== Extrait source ==
════════════════════
Jean-Michel Castaing - publié le 29/10/23

Les plus pauvres, matériellement, culturellement et spirituellement, sont les premières victimes de la déchristianisation.

On entend souvent des personnes se féliciter de la condition (nouvelle) minoritaire qui est celle des chrétiens aujourd’hui. Sur le constat, il n’y a rien à redire : les disciples du Christ sont en situation d’infériorité numérique avérée. Là-dessus, tout le monde est d’accord. En revanche, les avis divergent au sujet de la valeur à accorder à cet état de fait qui tranche avec les siècles précédents de chrétienté. Pour les uns, cette condition n’est pas négative. Elle incite les croyants à affiner leur foi, à se garder des pièges du conformisme et des facilités qui lui sont liées en galvanisant leur ferveur. La fin du christianisme sociologique permettrait selon eux l’émergence d’une foi plus personnelle et existentielle.
════════════════════
== Données sources ==

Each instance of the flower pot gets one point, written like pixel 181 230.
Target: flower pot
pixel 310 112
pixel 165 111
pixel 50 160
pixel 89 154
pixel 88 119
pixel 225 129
════════════════════
== Exercice écrit A ==
Répondez à ces questions sur l'extrait consacré à la déchristianisation :
(i) Qui en sont les premières victimes ?
(ii) Sur quel constat tout le monde est-il d'accord ?
(iii) Selon certains, que permettrait la fin du christianisme sociologique ?
== Exercice écrit B ==
Mettez toute la liste en forme de CSV à deux colonnes, « consigne » et « réponse », avec une ligne par consigne. Placez chaque champ entre guillemets et remplacez les sauts de ligne par des espaces.
L'extrait et la liste n'ont aucun lien entre eux.

== Réponse finale A ==
(i) Les plus pauvres, matériellement, culturellement et spirituellement.
(ii) Les disciples du Christ sont en situation d'infériorité numérique avérée.
(iii) L'émergence d'une foi plus personnelle et existentielle.

== Réponse finale B ==
consigne,réponse
"Each instance of the flower pot gets one point, written like pixel 181 230. Target: flower pot","pixel 310 112 pixel 165 111 pixel 50 160 pixel 89 154 pixel 88 119 pixel 225 129"